**Record set:**
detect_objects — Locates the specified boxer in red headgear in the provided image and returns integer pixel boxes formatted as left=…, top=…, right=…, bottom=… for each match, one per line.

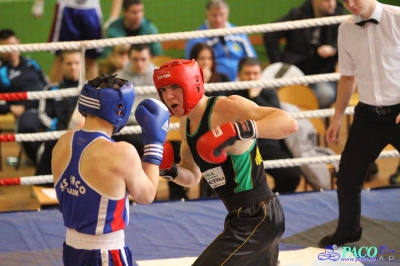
left=153, top=58, right=299, bottom=265
left=154, top=59, right=204, bottom=116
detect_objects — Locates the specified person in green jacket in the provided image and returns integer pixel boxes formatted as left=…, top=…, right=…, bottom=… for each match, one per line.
left=102, top=0, right=163, bottom=59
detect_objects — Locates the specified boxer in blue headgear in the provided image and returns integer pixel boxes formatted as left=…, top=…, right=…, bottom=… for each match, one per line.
left=78, top=74, right=135, bottom=133
left=52, top=73, right=170, bottom=266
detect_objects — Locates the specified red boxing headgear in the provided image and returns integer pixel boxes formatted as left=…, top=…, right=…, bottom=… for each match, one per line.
left=153, top=59, right=204, bottom=115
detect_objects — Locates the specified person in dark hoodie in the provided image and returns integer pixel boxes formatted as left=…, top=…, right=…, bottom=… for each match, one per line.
left=0, top=29, right=49, bottom=165
left=36, top=50, right=82, bottom=175
left=263, top=0, right=344, bottom=109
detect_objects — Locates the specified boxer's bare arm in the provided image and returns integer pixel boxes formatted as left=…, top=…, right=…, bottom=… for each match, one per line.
left=52, top=131, right=73, bottom=184
left=173, top=139, right=202, bottom=187
left=167, top=117, right=202, bottom=187
left=87, top=140, right=159, bottom=204
left=213, top=96, right=298, bottom=140
left=52, top=133, right=159, bottom=203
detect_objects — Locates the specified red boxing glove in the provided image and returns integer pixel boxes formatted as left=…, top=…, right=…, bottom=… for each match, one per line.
left=159, top=141, right=179, bottom=181
left=196, top=120, right=258, bottom=164
left=160, top=141, right=174, bottom=170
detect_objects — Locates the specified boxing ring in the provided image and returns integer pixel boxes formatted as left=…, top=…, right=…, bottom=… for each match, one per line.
left=0, top=15, right=400, bottom=265
left=0, top=188, right=399, bottom=265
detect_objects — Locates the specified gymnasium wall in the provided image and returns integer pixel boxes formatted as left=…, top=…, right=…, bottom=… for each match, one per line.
left=0, top=0, right=398, bottom=75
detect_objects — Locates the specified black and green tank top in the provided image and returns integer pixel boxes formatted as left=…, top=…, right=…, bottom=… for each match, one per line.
left=186, top=97, right=269, bottom=200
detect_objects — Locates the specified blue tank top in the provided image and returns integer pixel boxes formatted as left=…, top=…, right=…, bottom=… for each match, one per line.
left=55, top=130, right=129, bottom=235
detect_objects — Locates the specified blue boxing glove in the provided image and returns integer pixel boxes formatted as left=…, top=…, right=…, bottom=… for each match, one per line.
left=135, top=99, right=170, bottom=165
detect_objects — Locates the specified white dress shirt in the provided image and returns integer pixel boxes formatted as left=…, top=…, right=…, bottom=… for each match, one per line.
left=338, top=2, right=400, bottom=106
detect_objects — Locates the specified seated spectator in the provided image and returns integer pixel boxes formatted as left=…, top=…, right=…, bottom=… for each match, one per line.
left=114, top=44, right=156, bottom=89
left=226, top=57, right=302, bottom=193
left=263, top=0, right=344, bottom=109
left=185, top=0, right=257, bottom=81
left=112, top=43, right=156, bottom=158
left=189, top=42, right=229, bottom=197
left=189, top=42, right=229, bottom=85
left=103, top=0, right=163, bottom=59
left=0, top=29, right=49, bottom=165
left=113, top=43, right=158, bottom=125
left=98, top=44, right=130, bottom=75
left=113, top=44, right=187, bottom=200
left=36, top=50, right=82, bottom=175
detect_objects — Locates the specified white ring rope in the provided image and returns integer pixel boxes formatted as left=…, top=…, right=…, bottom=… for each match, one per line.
left=27, top=87, right=81, bottom=100
left=13, top=106, right=357, bottom=142
left=13, top=122, right=174, bottom=142
left=205, top=73, right=340, bottom=92
left=20, top=175, right=54, bottom=185
left=2, top=13, right=399, bottom=182
left=263, top=150, right=400, bottom=169
left=11, top=149, right=400, bottom=186
left=26, top=73, right=341, bottom=100
left=0, top=15, right=350, bottom=53
left=288, top=106, right=356, bottom=119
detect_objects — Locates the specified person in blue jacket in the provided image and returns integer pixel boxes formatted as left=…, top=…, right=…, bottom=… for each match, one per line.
left=185, top=0, right=257, bottom=81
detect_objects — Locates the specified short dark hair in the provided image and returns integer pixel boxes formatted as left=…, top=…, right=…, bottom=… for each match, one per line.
left=123, top=0, right=142, bottom=11
left=206, top=0, right=229, bottom=11
left=0, top=29, right=17, bottom=41
left=238, top=57, right=261, bottom=73
left=129, top=43, right=151, bottom=54
left=60, top=50, right=81, bottom=62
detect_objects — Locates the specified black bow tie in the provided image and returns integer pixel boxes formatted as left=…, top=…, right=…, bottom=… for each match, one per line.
left=355, top=18, right=379, bottom=27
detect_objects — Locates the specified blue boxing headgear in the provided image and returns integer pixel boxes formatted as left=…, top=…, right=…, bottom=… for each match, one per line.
left=78, top=74, right=135, bottom=133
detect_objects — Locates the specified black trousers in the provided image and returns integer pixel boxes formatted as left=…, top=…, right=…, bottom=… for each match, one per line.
left=335, top=103, right=400, bottom=237
left=259, top=140, right=302, bottom=193
left=193, top=197, right=284, bottom=266
left=35, top=140, right=57, bottom=176
left=16, top=109, right=43, bottom=164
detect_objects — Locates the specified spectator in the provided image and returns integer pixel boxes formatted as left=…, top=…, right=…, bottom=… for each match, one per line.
left=189, top=42, right=230, bottom=197
left=114, top=44, right=155, bottom=89
left=111, top=43, right=157, bottom=156
left=113, top=43, right=158, bottom=127
left=103, top=0, right=163, bottom=59
left=237, top=58, right=302, bottom=193
left=98, top=44, right=130, bottom=75
left=189, top=42, right=230, bottom=86
left=185, top=0, right=257, bottom=82
left=263, top=0, right=344, bottom=108
left=0, top=29, right=49, bottom=165
left=113, top=43, right=188, bottom=200
left=31, top=0, right=123, bottom=82
left=36, top=50, right=82, bottom=176
left=230, top=57, right=302, bottom=193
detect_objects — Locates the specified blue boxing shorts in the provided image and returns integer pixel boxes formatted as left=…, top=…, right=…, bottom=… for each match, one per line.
left=48, top=3, right=103, bottom=58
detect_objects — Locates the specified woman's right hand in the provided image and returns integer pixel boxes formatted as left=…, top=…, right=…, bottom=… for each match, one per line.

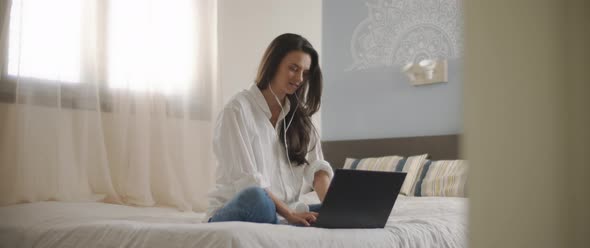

**Task to carry out:** Write out the records once more, word for word, though without the pictures they contain.

**Output of the exercise:**
detect_objects — Locates the specified boxer in red headgear in the provided image and returns integer pixel boxes formatted as left=…, top=…, right=…, bottom=… for each match, one per line.

left=153, top=58, right=299, bottom=265
left=154, top=59, right=204, bottom=116
detect_objects — Locates the specified person in green jacket in the provided image and returns integer pixel boxes formatted as left=…, top=…, right=…, bottom=… for each match, one per line.
left=102, top=0, right=163, bottom=59
detect_objects — Locates the specified boxer in blue headgear in the provided image and returns integer pixel boxes formatted as left=…, top=…, right=…, bottom=… for each match, one per line.
left=78, top=74, right=135, bottom=133
left=52, top=73, right=170, bottom=266
detect_objects — Locates the specified red boxing headgear in the provided image and returns integer pixel boxes formatted as left=…, top=…, right=…, bottom=… for each match, one per line.
left=153, top=59, right=204, bottom=115
detect_objects — Locates the specified person in dark hoodie in the provided image and returns integer pixel boxes formatted as left=…, top=…, right=…, bottom=… for each match, one per line.
left=0, top=29, right=49, bottom=165
left=36, top=50, right=82, bottom=175
left=263, top=0, right=344, bottom=109
detect_objects — Locates the specified boxer's bare arm in the provided image and returns integer pixel boxes formatted as left=…, top=…, right=…, bottom=… for each match, one per line.
left=52, top=131, right=73, bottom=184
left=173, top=139, right=202, bottom=187
left=167, top=117, right=202, bottom=187
left=87, top=140, right=159, bottom=204
left=213, top=96, right=298, bottom=140
left=52, top=133, right=159, bottom=203
detect_objects — Locates the specified red boxing glove in the provided image and returns integer pixel boxes formatted as left=…, top=…, right=…, bottom=… for each match, one per line.
left=159, top=141, right=179, bottom=181
left=196, top=120, right=258, bottom=164
left=160, top=141, right=174, bottom=170
detect_objects — Locates the specified boxing ring in the provided image and returns integer pixel boxes formatted as left=…, top=…, right=…, bottom=… for each match, one per line.
left=0, top=15, right=400, bottom=265
left=0, top=188, right=399, bottom=265
detect_objects — Locates the specified gymnasium wall in the provided image and returns integer pixel boxes formatted as left=…, top=…, right=…, bottom=… for each match, one per line.
left=0, top=0, right=398, bottom=75
detect_objects — Locates the specified black and green tank top in the provided image and returns integer pixel boxes formatted as left=…, top=…, right=…, bottom=… for each match, one per line.
left=186, top=97, right=269, bottom=200
detect_objects — Locates the specified blue tank top in the provided image and returns integer pixel boxes formatted as left=…, top=…, right=…, bottom=… for each match, one per line.
left=55, top=130, right=129, bottom=235
detect_objects — Locates the specified blue boxing glove in the provided image and returns integer pixel boxes formatted as left=…, top=…, right=…, bottom=… for each match, one per line.
left=135, top=99, right=170, bottom=165
detect_objects — Locates the specified white dress shirt in the provided image and returns integer pixel boxes formatted as left=…, top=…, right=…, bottom=… for each match, one per line.
left=338, top=2, right=400, bottom=106
detect_objects — Locates the specified seated spectator in the provided image and returns integer pixel boxes formatted as left=…, top=…, right=…, bottom=… for each match, one per line.
left=114, top=44, right=156, bottom=89
left=226, top=57, right=302, bottom=193
left=263, top=0, right=344, bottom=109
left=185, top=0, right=257, bottom=81
left=112, top=43, right=156, bottom=158
left=189, top=42, right=229, bottom=197
left=189, top=42, right=229, bottom=85
left=103, top=0, right=163, bottom=59
left=0, top=29, right=49, bottom=165
left=113, top=43, right=158, bottom=125
left=98, top=44, right=130, bottom=75
left=113, top=44, right=187, bottom=200
left=36, top=50, right=82, bottom=175
detect_objects — Locates the specified white ring rope in the provided image and returns integer pixel boxes formatted as left=…, top=…, right=…, bottom=… for each match, one per line.
left=27, top=87, right=81, bottom=100
left=13, top=106, right=357, bottom=142
left=13, top=122, right=174, bottom=142
left=205, top=73, right=340, bottom=92
left=20, top=175, right=54, bottom=185
left=2, top=13, right=399, bottom=182
left=263, top=150, right=400, bottom=169
left=11, top=149, right=400, bottom=186
left=26, top=73, right=341, bottom=100
left=0, top=15, right=350, bottom=53
left=288, top=106, right=356, bottom=119
detect_objects — Locates the specified person in blue jacket in the provided image and returns integer pixel boxes formatted as left=…, top=…, right=…, bottom=… for each match, one per line.
left=185, top=0, right=257, bottom=81
detect_objects — Locates the specified short dark hair in the provided image and returns integer pixel boxes formatted as left=…, top=…, right=…, bottom=… for each match, one per line.
left=123, top=0, right=142, bottom=11
left=206, top=0, right=229, bottom=11
left=0, top=29, right=17, bottom=41
left=238, top=57, right=261, bottom=73
left=129, top=43, right=151, bottom=54
left=60, top=50, right=81, bottom=62
detect_objects — Locates the specified black bow tie in the provided image and returns integer pixel boxes formatted as left=…, top=…, right=…, bottom=… for each match, one per line.
left=355, top=18, right=379, bottom=27
detect_objects — Locates the specified blue boxing headgear in the provided image and returns integer pixel boxes formatted as left=…, top=…, right=…, bottom=… for each match, one per line.
left=78, top=74, right=135, bottom=133
detect_objects — Locates the specified black trousers in the provided image and returns integer pixel boxes formatted as left=…, top=…, right=…, bottom=… for each match, one per line.
left=335, top=103, right=400, bottom=237
left=259, top=140, right=302, bottom=193
left=193, top=197, right=284, bottom=266
left=35, top=140, right=57, bottom=176
left=16, top=109, right=43, bottom=164
detect_objects — Locates the specified spectator in the provided image and returns integer pixel boxes formatted as left=…, top=…, right=…, bottom=… for each match, one per line.
left=189, top=42, right=230, bottom=197
left=114, top=44, right=155, bottom=89
left=111, top=43, right=157, bottom=156
left=113, top=43, right=158, bottom=127
left=103, top=0, right=163, bottom=59
left=237, top=58, right=302, bottom=193
left=98, top=44, right=130, bottom=75
left=189, top=42, right=230, bottom=86
left=185, top=0, right=257, bottom=82
left=263, top=0, right=344, bottom=108
left=0, top=29, right=49, bottom=165
left=113, top=43, right=188, bottom=200
left=31, top=0, right=123, bottom=82
left=36, top=50, right=82, bottom=176
left=230, top=57, right=302, bottom=193
detect_objects — Locates the specified blue boxing shorts in the provided image and returns integer pixel boxes formatted as left=…, top=…, right=…, bottom=… for each match, one per line.
left=48, top=3, right=103, bottom=58
detect_objects — Locates the specified woman's right hand in the provided image and returns integer pixel boxes formatted as left=…, top=…, right=…, bottom=… for each match, one per line.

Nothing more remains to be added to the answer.